◆ THE TASK
The answer must consist of every line in the data below that holds the word "form".

◆ THE DATA

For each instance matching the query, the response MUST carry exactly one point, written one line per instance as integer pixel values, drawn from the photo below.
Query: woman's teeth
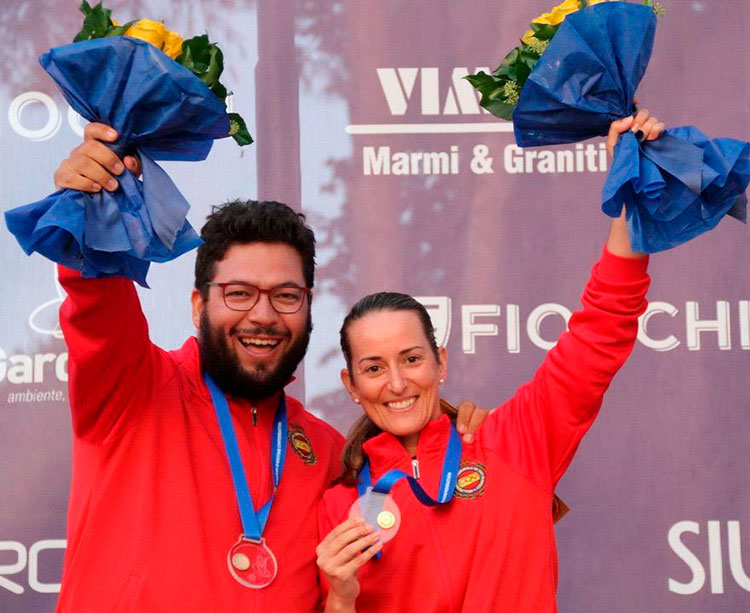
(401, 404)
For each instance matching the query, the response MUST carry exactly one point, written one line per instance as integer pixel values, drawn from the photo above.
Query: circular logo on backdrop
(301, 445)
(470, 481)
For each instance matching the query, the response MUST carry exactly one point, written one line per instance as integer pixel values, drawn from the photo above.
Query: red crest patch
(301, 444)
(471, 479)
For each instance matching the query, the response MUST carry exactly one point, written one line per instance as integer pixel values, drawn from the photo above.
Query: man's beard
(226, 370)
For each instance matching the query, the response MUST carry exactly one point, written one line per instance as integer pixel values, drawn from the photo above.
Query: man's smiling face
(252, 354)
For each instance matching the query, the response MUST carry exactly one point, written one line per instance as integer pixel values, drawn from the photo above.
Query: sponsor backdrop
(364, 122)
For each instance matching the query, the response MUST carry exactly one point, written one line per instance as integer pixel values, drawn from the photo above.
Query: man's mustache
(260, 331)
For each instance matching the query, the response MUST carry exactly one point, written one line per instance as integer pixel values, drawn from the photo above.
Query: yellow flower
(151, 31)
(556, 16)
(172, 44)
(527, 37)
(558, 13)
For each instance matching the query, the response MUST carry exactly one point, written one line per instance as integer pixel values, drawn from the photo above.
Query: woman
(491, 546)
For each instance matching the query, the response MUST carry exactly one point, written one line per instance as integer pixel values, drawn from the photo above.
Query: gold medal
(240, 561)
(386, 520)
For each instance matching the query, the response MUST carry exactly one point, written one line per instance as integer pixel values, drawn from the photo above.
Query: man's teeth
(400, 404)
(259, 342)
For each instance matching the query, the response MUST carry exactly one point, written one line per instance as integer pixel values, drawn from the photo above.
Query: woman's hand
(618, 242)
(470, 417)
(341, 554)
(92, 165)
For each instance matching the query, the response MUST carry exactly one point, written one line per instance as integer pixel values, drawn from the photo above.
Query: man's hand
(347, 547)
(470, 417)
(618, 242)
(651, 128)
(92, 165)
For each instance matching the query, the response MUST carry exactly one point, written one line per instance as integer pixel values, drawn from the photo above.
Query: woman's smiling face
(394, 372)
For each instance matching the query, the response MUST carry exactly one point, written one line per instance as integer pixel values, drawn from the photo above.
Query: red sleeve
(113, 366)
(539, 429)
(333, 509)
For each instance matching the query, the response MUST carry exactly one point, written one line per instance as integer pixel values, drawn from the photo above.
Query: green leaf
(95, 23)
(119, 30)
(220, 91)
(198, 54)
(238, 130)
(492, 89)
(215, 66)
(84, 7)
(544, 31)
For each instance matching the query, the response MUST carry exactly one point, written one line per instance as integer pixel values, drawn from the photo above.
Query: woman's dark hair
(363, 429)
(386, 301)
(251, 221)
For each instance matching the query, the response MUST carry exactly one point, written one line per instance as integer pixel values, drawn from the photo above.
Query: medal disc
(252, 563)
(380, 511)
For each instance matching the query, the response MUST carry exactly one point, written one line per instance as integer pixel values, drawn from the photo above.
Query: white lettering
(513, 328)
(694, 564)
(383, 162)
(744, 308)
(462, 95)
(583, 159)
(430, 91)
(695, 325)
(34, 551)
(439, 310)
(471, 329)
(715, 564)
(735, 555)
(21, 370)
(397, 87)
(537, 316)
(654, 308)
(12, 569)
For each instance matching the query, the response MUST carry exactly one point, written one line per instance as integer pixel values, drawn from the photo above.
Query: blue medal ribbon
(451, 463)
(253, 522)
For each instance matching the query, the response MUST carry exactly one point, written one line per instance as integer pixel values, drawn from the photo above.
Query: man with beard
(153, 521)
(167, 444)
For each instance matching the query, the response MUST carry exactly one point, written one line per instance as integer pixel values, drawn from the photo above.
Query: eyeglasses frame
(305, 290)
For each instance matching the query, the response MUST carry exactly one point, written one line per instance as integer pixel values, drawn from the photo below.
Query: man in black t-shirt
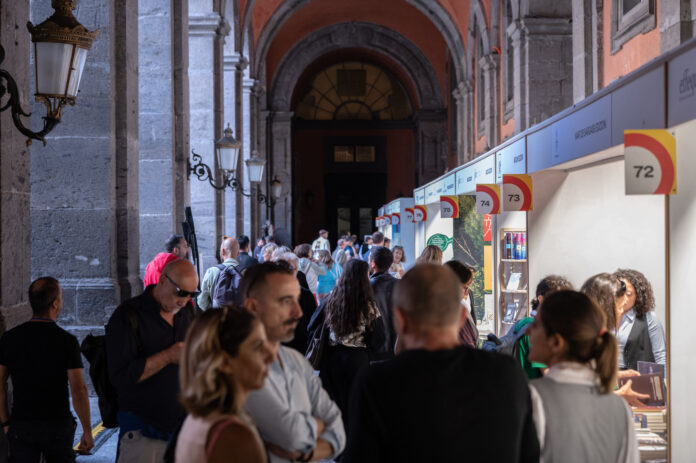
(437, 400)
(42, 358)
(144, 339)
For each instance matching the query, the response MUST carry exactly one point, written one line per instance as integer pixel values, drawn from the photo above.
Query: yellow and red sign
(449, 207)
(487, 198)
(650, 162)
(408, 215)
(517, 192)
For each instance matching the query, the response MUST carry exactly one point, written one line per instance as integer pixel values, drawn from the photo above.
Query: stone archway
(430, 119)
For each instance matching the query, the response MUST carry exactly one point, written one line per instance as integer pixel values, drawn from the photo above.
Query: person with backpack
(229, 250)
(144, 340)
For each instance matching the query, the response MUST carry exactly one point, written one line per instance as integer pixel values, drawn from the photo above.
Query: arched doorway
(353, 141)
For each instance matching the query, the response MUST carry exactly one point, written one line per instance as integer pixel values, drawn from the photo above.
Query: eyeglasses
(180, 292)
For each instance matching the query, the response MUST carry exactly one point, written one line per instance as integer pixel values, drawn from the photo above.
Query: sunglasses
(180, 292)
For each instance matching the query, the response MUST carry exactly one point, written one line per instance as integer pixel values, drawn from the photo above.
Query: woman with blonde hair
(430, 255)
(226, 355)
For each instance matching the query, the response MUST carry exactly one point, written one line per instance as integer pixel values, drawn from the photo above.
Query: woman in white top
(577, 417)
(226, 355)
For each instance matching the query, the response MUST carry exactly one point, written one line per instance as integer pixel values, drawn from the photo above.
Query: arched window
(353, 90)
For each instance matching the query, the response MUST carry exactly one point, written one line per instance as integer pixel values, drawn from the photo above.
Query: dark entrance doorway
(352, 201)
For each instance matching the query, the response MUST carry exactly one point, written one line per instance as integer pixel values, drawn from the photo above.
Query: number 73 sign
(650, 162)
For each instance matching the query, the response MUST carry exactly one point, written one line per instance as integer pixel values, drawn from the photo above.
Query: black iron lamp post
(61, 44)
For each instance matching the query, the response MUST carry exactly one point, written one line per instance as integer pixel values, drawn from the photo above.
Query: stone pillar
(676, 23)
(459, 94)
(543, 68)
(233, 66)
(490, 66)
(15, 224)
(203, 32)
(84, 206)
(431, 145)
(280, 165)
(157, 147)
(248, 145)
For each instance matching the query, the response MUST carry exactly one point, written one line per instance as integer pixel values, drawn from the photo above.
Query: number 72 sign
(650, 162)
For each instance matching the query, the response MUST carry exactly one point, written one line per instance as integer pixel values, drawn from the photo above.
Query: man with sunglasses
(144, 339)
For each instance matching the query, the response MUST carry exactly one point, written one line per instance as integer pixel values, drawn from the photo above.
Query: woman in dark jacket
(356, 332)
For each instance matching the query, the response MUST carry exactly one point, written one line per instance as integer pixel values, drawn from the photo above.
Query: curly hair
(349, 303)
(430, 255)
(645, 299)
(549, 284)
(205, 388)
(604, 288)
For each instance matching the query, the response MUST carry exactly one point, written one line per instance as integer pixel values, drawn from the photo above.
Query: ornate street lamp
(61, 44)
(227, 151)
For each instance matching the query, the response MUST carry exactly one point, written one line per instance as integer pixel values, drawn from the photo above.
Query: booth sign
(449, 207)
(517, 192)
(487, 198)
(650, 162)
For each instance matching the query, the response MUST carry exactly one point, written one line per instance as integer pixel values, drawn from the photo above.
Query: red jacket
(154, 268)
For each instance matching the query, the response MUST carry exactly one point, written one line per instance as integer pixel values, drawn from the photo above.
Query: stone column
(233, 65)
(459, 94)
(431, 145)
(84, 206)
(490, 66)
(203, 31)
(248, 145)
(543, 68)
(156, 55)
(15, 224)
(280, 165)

...

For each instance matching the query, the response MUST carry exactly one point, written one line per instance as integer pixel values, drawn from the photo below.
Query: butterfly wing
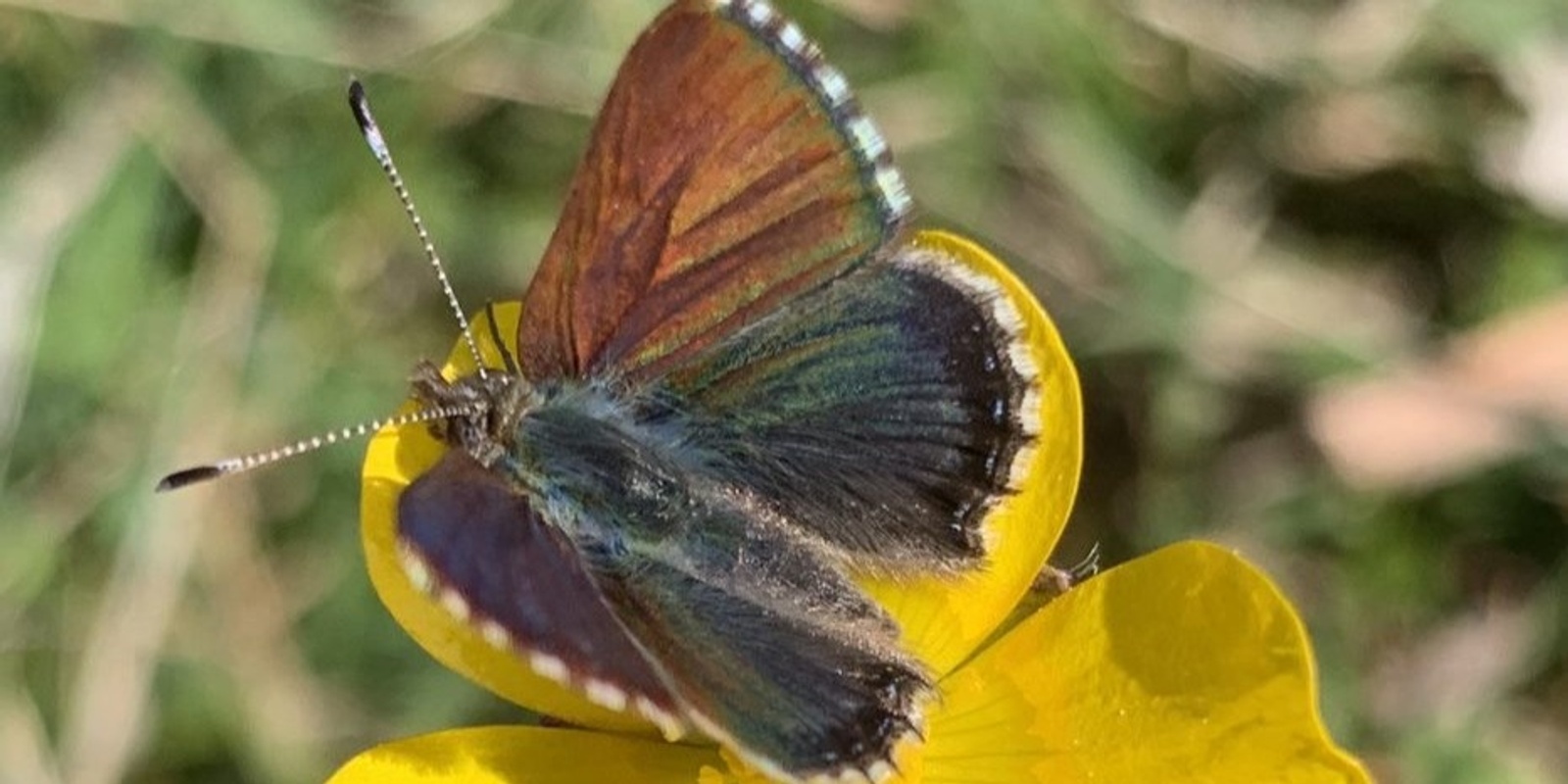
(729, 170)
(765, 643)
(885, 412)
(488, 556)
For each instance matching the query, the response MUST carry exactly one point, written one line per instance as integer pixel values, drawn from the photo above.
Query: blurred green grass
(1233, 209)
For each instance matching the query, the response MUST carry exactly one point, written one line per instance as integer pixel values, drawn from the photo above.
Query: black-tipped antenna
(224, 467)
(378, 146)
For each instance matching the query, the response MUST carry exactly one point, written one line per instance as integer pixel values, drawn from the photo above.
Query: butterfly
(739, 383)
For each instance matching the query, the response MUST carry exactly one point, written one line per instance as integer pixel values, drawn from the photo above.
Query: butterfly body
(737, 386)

==

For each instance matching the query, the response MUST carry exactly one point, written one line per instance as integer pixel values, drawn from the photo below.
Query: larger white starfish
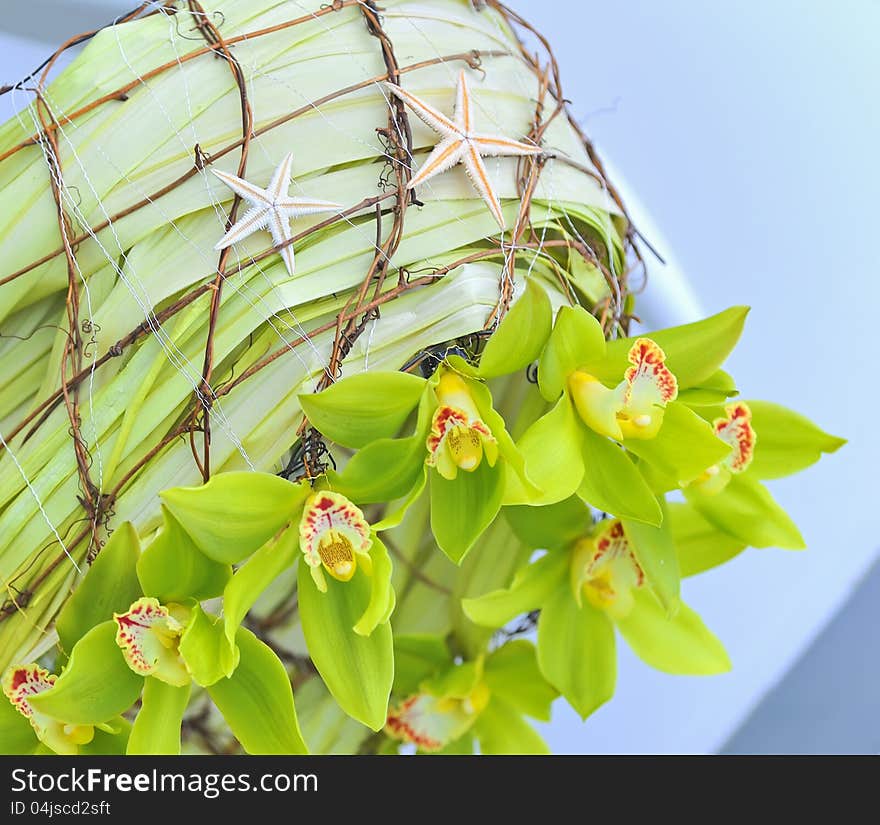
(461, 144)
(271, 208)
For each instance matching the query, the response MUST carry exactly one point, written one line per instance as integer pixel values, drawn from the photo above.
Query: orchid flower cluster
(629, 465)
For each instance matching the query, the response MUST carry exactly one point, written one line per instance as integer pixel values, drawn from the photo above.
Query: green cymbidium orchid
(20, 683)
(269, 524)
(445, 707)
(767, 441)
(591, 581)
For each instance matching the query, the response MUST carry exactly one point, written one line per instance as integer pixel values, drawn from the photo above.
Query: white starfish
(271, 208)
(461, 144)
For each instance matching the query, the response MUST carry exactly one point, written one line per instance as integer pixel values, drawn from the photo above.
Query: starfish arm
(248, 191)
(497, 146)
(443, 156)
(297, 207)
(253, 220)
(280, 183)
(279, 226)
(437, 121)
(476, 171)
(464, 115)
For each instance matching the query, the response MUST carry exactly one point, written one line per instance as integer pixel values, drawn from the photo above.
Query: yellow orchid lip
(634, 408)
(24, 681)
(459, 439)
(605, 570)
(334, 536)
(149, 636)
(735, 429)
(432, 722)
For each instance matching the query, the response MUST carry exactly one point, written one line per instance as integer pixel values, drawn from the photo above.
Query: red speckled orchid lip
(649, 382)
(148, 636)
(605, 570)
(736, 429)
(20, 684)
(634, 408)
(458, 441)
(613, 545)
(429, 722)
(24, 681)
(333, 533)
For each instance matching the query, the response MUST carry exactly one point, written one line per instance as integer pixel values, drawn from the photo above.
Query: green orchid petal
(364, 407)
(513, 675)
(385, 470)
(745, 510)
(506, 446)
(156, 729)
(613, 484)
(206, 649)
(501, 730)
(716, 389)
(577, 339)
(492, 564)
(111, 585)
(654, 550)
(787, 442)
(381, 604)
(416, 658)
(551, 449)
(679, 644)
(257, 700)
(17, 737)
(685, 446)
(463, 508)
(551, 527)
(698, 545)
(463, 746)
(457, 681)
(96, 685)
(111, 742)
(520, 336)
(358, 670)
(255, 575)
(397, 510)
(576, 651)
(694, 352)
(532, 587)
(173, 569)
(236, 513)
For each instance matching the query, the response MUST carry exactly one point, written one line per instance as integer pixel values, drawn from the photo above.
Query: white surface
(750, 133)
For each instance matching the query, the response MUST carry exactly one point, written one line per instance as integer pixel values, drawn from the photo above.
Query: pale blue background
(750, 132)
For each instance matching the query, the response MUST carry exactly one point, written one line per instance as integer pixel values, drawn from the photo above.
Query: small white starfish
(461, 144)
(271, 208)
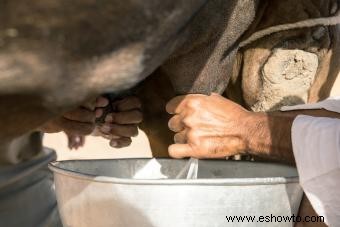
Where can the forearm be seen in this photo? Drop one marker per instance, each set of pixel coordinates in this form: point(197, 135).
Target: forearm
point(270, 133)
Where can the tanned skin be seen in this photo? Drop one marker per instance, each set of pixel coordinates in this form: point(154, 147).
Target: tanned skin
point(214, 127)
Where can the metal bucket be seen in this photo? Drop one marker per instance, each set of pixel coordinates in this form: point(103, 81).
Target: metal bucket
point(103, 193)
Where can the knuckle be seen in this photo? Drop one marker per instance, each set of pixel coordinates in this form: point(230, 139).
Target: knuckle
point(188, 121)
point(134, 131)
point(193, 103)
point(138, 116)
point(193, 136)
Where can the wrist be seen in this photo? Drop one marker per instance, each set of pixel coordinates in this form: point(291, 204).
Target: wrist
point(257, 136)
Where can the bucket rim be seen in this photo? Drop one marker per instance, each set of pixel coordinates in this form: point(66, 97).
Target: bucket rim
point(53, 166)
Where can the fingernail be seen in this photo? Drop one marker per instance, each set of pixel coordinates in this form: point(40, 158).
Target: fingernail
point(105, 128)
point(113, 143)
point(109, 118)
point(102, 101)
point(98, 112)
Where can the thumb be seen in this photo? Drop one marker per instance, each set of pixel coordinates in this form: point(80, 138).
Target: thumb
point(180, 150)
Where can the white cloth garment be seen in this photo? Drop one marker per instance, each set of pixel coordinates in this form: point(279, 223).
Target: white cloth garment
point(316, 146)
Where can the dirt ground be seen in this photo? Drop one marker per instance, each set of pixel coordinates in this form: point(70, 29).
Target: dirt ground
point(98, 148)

◆ ANSWER TO THIS PROBLEM
Where can the forearm be seen in this photo? Drop one marker per instance, each set of pixel coordinates in this form: point(197, 135).
Where can the tanned skin be seen in this photo? Drop one marker per instance, each set of pixel coordinates in this form: point(154, 147).
Where can the metal bucket be seen in this photo? Drop one marker per instance, each set of pixel coordinates in this form: point(103, 81).
Where can the knuckle be seen in this photo? Drop one marker per instance, each set of pixel coordinates in this form: point(230, 139).
Where can the wrist be seen in this photo? Drop one marker per instance, each set of pixel coordinates in this form: point(291, 204).
Where can the bucket rim be seen in this photo? Drop one marker per instance, each set of pixel coordinates in this form: point(66, 97).
Where can the fingernail be seen in this photo? Drop one marker per instance, each set of pixel coordinates in this form: point(40, 158).
Where can the thumb be seen in this photo? Drop one marker per instance, each set of pixel coordinates in this form: point(80, 138).
Where can the white cloth garment be seen in this photo? Drop one marker per instance, each set of pixel coordinates in this form: point(279, 223).
Where can the dirt ground be seen in this photo? Drop one marker per instance, each set of pixel coordinates in this form: point(70, 29).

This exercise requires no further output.